Given data START

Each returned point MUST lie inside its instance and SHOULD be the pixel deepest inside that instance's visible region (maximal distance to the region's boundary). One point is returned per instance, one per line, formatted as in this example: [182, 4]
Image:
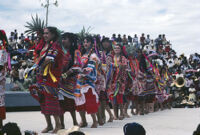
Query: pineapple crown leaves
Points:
[84, 33]
[131, 49]
[36, 25]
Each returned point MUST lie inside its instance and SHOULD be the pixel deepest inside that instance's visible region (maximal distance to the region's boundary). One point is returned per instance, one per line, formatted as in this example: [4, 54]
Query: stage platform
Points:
[20, 101]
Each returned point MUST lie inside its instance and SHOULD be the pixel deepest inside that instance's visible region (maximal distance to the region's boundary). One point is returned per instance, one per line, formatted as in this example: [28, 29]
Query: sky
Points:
[179, 20]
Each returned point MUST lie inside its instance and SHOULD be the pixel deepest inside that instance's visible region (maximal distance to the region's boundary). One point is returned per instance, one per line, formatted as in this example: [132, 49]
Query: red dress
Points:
[89, 100]
[117, 79]
[2, 96]
[48, 78]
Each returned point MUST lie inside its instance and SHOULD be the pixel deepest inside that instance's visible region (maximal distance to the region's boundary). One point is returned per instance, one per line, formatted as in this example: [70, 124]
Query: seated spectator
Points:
[11, 129]
[77, 133]
[197, 131]
[134, 129]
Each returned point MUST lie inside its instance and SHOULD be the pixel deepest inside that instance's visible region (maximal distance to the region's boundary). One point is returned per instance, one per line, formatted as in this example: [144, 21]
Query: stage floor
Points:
[176, 121]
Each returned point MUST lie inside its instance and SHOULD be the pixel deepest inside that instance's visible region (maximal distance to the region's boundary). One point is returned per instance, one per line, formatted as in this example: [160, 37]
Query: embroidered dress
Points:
[118, 78]
[100, 84]
[67, 85]
[48, 78]
[88, 100]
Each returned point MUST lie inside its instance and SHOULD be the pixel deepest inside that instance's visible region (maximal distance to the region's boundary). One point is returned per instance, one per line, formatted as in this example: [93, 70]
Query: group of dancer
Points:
[96, 74]
[93, 75]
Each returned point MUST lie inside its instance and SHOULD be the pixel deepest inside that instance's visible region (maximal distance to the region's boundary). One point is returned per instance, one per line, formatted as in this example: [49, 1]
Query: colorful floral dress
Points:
[67, 84]
[88, 100]
[117, 78]
[2, 95]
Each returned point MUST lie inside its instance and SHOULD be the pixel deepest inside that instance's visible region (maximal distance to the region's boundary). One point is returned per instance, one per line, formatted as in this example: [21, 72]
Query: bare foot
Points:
[83, 124]
[56, 130]
[121, 117]
[62, 126]
[126, 115]
[94, 125]
[111, 119]
[46, 130]
[75, 123]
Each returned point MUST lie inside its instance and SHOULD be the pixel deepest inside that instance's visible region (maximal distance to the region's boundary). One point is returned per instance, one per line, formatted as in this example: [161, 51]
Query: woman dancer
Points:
[69, 75]
[118, 64]
[88, 100]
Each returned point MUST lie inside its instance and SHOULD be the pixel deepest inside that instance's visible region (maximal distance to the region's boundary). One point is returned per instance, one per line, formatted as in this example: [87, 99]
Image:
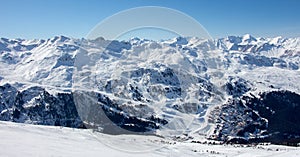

Given data END

### Your goal
Copy the records exactly. Skip any pictures.

### Result of this exercise
Each returned point MUST lie inside its instance and SHOULD be the pixel deepest inside that instance's visible region (maximal distance to the region's boundary). One point is returned per instance, one per line, formatted as in this example: [182, 4]
Image:
Query: pineapple crown leaves
Points:
[84, 33]
[131, 49]
[36, 25]
Each returned point MUST lie inside its instance and SHOULD be the pixel deepest inside that instance's visible region (maximal distance to the region's boundary). One point is returned per instance, one per line, formatted as in this example: [4, 54]
Query: stage platform
Points:
[20, 101]
Each returned point MUST lie inside its instance and SHOULD be the pixel deepest inside that instance's visible region (maximal distance to the region's boundary). One point is returned per instance, one per line, formatted as in this example: [28, 29]
Query: sky
Points:
[179, 20]
Each returned point MUST lie inside its instance and SHOULD be the pixel deepest inside that instance's visible region (maximal distance to the region's boundary). One point is returned per instance, one per line, formatted as in this example: [132, 49]
Query: red dress
Points:
[89, 100]
[117, 79]
[2, 96]
[48, 78]
Each returned point MUST lie inside its instance and SHOULD be the pixel deepest inside that instance's visible region (maximal distance to the region's boundary). One point is returned per instance, one per line, formatted as in this example: [70, 124]
Query: seated spectator
Points:
[11, 129]
[77, 133]
[197, 131]
[134, 129]
Each returned point MUST lie inside its instance and SHOULD be the pixel deepest inside that instance's visible region (maximal distance to the region's boundary). One point is returned per instance, one per line, formatted as in this example: [144, 21]
Query: stage floor
Points:
[176, 121]
Each returned point MUST lie inside its instance and SHOULD be the pixel deepest inside that instance's visible region (maximal distance to the region's boundary). One point is returned per instance, one per line, formatted as in this example: [160, 37]
Query: embroidered dress
Points:
[118, 78]
[100, 84]
[67, 85]
[48, 78]
[88, 100]
Each returned point MUST lie inside its instance and SHOULD be the pixel deepest inside that instance's visible region (maximal distance to the region's boundary). One point is returned per instance, one per line, formatted as in this example: [93, 70]
Query: group of dancer
Points:
[96, 74]
[93, 75]
Each returned point MUST lie inside its instance and SHOULD be the pixel deepest inside that instance's visible region (maximal distance to the region's boundary). One point is returned per instance, one per line, formatted as in this example: [49, 1]
Query: colorful floral dress
Points:
[67, 84]
[88, 100]
[117, 78]
[2, 95]
Each returned point MUST lie inside its instance and SHOULD be the pixel deepest inside that instance's visible region (maximal distance to the region's boundary). One point is returned per instance, one per line, formatted as in this example: [21, 72]
Query: bare foot
Points:
[83, 124]
[56, 130]
[121, 117]
[62, 126]
[126, 115]
[94, 125]
[111, 119]
[46, 130]
[75, 123]
Each returned point MUST lie inside its instance and SHOULD be the pixel deepest inside that instance's visible region (maximal distance to the region's boundary). One point is returned per instance, one per line, formatted as in this example: [161, 51]
Query: woman dancer
Points:
[69, 75]
[118, 64]
[88, 100]
Each returned point MUST lie inside its instance and SHOULD be the pixel deepest inside that instance's visible region (maximal distance to the region's boundary). One point is returned per instance, one per line, formatted as in this example: [87, 99]
Image:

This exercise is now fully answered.